(Beginning of Material for the task)

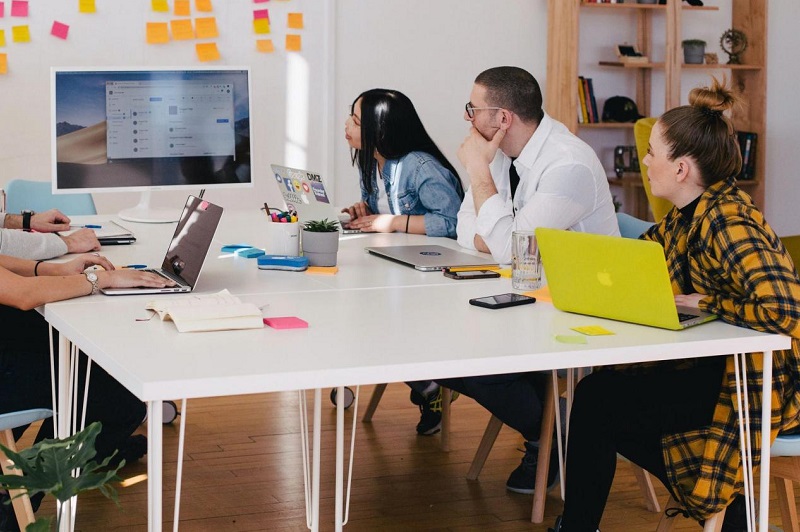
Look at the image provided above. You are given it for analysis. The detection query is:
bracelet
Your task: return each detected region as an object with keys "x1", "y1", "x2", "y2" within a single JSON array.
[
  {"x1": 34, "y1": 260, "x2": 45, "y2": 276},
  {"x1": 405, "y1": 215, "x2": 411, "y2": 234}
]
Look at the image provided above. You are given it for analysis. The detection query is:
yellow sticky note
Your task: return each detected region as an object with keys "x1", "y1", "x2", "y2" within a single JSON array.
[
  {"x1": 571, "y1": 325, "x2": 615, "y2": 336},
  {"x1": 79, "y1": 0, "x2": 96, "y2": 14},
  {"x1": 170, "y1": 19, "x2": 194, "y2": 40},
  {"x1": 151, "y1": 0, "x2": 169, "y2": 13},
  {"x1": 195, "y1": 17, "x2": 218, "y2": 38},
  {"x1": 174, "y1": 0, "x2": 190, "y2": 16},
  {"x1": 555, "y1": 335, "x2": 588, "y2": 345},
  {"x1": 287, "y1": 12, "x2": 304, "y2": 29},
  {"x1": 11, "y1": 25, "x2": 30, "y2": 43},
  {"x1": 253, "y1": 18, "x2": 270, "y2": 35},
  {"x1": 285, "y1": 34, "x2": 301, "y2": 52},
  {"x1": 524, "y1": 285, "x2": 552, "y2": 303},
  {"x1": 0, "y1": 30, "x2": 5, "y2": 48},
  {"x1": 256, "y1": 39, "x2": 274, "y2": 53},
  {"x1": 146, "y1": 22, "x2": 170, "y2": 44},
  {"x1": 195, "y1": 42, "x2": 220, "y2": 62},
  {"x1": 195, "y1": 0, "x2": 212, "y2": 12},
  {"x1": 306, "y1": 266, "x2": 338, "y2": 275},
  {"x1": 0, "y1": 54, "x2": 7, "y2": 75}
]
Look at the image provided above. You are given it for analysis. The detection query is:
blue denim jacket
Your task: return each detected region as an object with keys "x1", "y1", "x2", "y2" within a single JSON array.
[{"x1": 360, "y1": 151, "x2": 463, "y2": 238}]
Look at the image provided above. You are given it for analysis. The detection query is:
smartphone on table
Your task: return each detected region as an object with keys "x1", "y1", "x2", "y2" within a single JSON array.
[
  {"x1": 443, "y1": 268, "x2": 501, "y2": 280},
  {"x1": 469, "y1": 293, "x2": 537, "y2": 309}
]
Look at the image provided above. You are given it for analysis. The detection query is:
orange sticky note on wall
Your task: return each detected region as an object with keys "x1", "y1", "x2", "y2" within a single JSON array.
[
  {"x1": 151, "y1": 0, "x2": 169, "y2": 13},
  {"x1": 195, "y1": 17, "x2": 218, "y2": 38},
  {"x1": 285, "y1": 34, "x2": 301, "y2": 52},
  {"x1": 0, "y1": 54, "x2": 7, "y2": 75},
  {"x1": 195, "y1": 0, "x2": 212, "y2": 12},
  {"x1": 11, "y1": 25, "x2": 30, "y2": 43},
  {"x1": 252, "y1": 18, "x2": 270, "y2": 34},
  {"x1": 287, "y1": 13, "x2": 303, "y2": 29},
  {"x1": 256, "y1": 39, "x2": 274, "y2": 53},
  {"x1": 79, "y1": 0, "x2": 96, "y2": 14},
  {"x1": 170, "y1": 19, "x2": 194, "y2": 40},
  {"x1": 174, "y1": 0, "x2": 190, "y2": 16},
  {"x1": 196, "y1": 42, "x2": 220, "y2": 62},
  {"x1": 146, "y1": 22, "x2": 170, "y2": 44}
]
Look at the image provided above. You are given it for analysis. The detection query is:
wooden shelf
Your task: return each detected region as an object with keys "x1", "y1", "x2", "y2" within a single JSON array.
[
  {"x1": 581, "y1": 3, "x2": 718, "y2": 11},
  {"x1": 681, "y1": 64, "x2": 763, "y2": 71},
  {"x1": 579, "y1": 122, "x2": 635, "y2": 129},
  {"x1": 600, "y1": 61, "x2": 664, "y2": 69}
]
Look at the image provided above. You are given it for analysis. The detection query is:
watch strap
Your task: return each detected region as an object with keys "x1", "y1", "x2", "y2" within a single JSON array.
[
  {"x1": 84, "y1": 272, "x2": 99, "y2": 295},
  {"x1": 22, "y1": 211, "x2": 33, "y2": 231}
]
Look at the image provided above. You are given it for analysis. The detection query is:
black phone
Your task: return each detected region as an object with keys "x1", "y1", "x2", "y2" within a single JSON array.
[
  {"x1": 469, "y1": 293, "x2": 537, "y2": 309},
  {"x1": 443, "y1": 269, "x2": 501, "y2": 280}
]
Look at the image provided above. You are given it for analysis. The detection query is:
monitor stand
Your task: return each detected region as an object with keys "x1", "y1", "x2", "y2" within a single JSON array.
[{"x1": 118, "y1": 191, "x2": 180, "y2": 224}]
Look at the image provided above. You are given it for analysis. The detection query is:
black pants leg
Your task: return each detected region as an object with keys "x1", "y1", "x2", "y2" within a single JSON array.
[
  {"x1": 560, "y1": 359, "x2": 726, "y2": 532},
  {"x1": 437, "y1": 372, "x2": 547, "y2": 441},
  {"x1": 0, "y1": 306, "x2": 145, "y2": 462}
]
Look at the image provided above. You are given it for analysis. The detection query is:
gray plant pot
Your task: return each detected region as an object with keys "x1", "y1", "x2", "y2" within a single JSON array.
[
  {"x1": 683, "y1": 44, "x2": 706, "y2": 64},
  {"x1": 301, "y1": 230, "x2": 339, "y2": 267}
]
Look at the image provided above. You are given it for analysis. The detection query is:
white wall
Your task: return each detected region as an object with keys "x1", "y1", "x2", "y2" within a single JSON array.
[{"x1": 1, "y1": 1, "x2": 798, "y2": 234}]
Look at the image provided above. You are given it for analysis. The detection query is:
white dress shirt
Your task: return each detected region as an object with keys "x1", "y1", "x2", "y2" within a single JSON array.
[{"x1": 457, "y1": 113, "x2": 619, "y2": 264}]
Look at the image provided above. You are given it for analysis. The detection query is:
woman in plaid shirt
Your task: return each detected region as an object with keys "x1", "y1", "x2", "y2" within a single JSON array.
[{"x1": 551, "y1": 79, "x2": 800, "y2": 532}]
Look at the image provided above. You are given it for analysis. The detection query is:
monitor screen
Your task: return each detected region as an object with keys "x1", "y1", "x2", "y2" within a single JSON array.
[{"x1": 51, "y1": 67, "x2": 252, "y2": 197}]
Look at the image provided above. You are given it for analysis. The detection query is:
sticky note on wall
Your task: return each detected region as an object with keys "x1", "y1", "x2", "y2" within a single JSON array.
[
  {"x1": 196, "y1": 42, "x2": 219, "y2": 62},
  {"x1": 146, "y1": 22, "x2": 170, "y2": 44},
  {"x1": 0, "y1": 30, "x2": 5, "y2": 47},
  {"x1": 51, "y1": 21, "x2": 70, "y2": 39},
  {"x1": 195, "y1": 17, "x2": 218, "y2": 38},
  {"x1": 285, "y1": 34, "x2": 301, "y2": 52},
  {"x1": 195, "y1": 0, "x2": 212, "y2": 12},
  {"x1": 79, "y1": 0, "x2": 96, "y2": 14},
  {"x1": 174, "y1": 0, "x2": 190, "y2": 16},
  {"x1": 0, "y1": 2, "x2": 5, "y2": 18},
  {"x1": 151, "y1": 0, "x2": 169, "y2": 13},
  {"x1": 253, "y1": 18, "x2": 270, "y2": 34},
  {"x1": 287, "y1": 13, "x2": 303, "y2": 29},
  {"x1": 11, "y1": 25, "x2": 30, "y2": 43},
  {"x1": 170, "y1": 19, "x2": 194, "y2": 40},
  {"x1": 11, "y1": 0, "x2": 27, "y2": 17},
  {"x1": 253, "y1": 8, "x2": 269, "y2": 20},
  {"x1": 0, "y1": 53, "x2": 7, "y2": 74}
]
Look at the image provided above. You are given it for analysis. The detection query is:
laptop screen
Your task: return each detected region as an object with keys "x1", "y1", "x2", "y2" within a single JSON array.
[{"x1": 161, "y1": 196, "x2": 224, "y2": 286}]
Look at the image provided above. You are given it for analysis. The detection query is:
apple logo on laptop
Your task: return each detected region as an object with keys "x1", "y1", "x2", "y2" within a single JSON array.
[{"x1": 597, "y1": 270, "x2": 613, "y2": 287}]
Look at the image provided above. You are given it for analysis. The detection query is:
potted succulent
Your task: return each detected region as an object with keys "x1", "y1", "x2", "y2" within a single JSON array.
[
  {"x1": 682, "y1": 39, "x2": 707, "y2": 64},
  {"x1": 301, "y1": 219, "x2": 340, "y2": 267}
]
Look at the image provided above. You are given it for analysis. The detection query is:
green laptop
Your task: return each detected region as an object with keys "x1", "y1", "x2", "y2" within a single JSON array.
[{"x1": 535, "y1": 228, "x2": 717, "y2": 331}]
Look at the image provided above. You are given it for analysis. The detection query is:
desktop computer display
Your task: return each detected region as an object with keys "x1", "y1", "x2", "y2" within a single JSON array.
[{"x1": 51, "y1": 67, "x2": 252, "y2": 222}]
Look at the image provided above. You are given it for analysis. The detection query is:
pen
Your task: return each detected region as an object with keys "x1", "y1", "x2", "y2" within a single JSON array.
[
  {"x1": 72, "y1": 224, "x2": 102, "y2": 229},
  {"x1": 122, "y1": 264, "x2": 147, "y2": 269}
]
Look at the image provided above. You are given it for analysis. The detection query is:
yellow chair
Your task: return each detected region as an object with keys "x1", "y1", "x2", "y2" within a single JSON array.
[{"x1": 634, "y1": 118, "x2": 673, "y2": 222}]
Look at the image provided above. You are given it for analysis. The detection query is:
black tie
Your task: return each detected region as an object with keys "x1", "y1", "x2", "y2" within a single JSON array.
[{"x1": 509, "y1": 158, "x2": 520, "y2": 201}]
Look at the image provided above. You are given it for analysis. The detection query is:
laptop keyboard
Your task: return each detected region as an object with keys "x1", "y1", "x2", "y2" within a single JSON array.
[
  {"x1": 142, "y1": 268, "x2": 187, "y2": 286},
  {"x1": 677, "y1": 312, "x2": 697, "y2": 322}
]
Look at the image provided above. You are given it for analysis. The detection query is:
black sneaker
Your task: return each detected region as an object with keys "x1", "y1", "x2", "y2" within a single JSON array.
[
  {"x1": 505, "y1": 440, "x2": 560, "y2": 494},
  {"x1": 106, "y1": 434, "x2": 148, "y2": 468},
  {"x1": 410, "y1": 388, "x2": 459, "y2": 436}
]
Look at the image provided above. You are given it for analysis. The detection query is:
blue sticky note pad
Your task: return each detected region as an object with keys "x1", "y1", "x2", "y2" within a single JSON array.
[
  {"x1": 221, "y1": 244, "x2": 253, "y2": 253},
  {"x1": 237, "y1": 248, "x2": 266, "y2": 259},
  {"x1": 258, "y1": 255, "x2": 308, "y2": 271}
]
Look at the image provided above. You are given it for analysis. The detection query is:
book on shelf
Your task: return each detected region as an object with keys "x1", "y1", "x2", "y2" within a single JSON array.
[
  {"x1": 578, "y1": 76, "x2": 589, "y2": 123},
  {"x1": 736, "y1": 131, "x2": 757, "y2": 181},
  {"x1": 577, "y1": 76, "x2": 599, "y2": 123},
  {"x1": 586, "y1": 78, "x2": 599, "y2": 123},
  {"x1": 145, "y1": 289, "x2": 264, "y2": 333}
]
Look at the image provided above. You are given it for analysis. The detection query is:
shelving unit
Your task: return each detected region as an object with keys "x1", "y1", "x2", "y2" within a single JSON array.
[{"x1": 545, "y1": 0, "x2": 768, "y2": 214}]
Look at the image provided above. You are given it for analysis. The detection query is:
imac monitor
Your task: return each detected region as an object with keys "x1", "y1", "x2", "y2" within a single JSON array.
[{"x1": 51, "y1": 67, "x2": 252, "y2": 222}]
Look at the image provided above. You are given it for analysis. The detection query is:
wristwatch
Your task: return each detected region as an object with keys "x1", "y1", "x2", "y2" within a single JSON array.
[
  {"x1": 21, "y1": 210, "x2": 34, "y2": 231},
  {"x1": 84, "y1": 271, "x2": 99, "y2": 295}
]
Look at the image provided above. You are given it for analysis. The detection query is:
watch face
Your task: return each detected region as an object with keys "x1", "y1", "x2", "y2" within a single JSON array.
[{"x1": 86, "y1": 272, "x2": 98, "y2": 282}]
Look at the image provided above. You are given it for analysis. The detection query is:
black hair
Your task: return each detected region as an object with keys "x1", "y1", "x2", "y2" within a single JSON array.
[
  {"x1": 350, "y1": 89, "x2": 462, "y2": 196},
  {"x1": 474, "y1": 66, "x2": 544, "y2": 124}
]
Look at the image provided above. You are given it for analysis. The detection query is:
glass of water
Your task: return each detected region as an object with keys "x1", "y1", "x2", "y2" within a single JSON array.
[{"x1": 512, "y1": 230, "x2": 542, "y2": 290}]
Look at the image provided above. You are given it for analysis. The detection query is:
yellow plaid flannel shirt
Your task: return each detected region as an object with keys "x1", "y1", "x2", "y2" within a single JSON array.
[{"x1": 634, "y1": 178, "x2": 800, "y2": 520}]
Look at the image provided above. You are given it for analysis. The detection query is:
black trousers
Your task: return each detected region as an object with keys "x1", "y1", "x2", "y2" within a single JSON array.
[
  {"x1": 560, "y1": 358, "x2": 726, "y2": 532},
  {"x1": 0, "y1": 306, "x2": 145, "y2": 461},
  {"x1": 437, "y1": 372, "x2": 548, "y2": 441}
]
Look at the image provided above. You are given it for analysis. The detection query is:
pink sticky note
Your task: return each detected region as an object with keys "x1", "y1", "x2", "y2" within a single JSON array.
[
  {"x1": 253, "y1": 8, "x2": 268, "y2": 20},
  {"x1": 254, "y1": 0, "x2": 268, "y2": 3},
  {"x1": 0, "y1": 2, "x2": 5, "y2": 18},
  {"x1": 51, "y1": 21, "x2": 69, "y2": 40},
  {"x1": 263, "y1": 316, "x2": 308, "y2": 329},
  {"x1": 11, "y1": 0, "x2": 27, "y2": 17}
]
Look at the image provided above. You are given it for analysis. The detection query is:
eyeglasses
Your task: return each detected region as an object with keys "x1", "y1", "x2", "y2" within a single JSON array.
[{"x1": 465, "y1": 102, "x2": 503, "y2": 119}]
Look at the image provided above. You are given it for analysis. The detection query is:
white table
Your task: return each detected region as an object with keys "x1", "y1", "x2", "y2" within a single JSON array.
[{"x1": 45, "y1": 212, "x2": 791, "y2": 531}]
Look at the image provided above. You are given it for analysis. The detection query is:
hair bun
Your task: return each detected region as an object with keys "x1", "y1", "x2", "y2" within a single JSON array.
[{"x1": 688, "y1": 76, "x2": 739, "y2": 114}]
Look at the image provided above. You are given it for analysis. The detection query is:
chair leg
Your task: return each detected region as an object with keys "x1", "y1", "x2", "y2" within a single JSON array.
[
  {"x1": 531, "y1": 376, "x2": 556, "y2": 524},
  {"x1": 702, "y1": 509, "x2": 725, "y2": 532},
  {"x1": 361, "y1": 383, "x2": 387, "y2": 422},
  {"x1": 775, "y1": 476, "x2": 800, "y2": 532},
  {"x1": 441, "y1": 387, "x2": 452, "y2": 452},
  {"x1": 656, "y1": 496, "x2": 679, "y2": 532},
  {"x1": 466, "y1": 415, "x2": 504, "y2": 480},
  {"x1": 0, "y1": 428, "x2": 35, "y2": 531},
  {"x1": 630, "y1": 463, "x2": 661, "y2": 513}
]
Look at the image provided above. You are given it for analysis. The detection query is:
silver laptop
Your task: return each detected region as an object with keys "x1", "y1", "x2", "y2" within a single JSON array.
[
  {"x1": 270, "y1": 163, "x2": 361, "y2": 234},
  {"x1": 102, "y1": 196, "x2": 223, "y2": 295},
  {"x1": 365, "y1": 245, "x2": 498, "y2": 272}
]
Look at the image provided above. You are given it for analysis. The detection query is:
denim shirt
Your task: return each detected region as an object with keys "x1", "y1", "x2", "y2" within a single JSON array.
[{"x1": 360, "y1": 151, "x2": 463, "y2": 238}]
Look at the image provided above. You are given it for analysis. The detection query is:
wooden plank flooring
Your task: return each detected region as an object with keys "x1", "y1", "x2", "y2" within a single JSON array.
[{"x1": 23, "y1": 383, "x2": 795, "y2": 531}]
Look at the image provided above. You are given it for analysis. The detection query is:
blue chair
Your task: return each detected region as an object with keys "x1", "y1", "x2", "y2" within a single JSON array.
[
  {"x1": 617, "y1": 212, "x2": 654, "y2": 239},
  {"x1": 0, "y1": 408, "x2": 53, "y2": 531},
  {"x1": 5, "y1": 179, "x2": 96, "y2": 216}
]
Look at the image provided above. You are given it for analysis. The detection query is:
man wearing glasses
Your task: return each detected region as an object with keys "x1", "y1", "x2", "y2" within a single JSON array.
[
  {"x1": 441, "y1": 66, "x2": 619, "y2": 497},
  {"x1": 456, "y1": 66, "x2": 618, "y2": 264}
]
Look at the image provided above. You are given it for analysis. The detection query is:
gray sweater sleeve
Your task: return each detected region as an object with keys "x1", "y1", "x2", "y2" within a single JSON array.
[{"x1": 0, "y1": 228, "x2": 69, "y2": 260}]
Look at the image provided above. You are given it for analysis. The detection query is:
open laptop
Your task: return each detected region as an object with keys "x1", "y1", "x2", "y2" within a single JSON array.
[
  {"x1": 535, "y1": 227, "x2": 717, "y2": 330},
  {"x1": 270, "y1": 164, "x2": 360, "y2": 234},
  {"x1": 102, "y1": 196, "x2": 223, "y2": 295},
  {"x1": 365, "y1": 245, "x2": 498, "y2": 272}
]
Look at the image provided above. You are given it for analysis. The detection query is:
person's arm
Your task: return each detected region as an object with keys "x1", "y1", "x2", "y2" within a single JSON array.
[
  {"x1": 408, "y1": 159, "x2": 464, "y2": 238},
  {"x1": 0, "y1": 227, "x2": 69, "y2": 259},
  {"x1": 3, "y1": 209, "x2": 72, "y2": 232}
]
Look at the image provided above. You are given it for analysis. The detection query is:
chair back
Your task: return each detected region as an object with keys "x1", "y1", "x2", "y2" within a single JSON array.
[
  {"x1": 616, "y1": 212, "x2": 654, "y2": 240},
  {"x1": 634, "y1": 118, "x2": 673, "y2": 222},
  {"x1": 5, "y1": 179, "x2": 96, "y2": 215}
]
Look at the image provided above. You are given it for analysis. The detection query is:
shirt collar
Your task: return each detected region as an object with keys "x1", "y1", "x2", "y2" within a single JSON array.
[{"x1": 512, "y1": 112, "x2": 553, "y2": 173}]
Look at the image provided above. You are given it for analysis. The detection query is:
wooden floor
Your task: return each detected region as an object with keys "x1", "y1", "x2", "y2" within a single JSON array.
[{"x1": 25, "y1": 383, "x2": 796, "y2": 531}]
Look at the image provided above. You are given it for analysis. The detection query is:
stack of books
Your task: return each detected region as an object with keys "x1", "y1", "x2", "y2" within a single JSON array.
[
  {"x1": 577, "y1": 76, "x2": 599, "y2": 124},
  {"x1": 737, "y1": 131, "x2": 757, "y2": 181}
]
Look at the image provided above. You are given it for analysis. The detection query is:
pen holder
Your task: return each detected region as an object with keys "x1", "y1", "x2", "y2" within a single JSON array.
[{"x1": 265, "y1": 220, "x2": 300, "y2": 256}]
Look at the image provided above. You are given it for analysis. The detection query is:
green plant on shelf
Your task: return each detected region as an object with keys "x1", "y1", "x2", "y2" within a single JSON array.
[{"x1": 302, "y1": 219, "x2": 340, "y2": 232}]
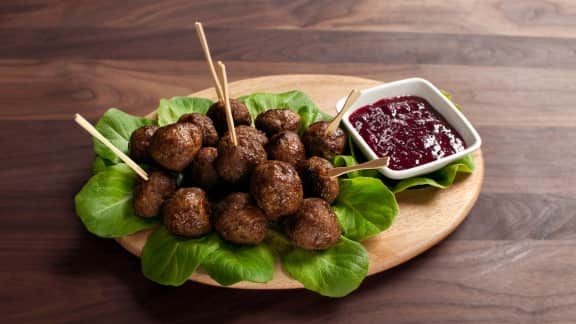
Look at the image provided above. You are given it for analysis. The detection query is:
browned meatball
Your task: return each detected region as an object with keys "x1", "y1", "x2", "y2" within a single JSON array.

(End of Material for the task)

**Task:** Quote only what lies between the first line of the records and the line containing "blue denim jacket", please, including both lines and excluding images.

**Result for this exercise:**
Look at the image provided above. You are given it for analysis. The detection query is:
bracelet
Your task: return each detected region as an object with keys "x1", "y1", "x2", "y2" within a single JSON array.
[
  {"x1": 34, "y1": 260, "x2": 45, "y2": 276},
  {"x1": 405, "y1": 215, "x2": 411, "y2": 234}
]
Look at the image provided above. You are given it for analysis. The detection query is:
yellow sticky note
Your task: return each detected region as an object with keys "x1", "y1", "x2", "y2" within a single JSON array.
[
  {"x1": 571, "y1": 325, "x2": 615, "y2": 336},
  {"x1": 79, "y1": 0, "x2": 96, "y2": 14},
  {"x1": 170, "y1": 19, "x2": 194, "y2": 40},
  {"x1": 151, "y1": 0, "x2": 169, "y2": 13},
  {"x1": 195, "y1": 17, "x2": 218, "y2": 38},
  {"x1": 174, "y1": 0, "x2": 190, "y2": 16},
  {"x1": 555, "y1": 335, "x2": 588, "y2": 345},
  {"x1": 287, "y1": 12, "x2": 304, "y2": 29},
  {"x1": 11, "y1": 25, "x2": 30, "y2": 43},
  {"x1": 253, "y1": 18, "x2": 270, "y2": 35},
  {"x1": 285, "y1": 34, "x2": 301, "y2": 52},
  {"x1": 524, "y1": 285, "x2": 552, "y2": 303},
  {"x1": 0, "y1": 30, "x2": 5, "y2": 48},
  {"x1": 256, "y1": 39, "x2": 274, "y2": 53},
  {"x1": 146, "y1": 22, "x2": 170, "y2": 44},
  {"x1": 195, "y1": 42, "x2": 220, "y2": 62},
  {"x1": 195, "y1": 0, "x2": 212, "y2": 12},
  {"x1": 306, "y1": 266, "x2": 338, "y2": 275},
  {"x1": 0, "y1": 54, "x2": 7, "y2": 75}
]
Look at the image provided above. You are given it for analysis. The detection query is:
blue denim jacket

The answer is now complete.